Exercise directions =
Here the requirement is to repeat every record exactly, in full.
*** Opening Material supplied ***
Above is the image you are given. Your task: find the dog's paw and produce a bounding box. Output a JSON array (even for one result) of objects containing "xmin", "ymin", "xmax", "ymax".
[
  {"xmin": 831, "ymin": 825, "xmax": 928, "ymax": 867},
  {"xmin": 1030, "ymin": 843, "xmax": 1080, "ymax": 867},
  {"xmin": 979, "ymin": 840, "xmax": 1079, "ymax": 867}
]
*** Closing Material supplied ***
The answer =
Above is the image you are given. Your task: find the dog's paw and produce a bounding box. Output a JSON array (even for one result) of objects containing "xmin", "ymin", "xmax", "ymax".
[
  {"xmin": 831, "ymin": 825, "xmax": 928, "ymax": 867},
  {"xmin": 1030, "ymin": 843, "xmax": 1080, "ymax": 867},
  {"xmin": 979, "ymin": 840, "xmax": 1079, "ymax": 867}
]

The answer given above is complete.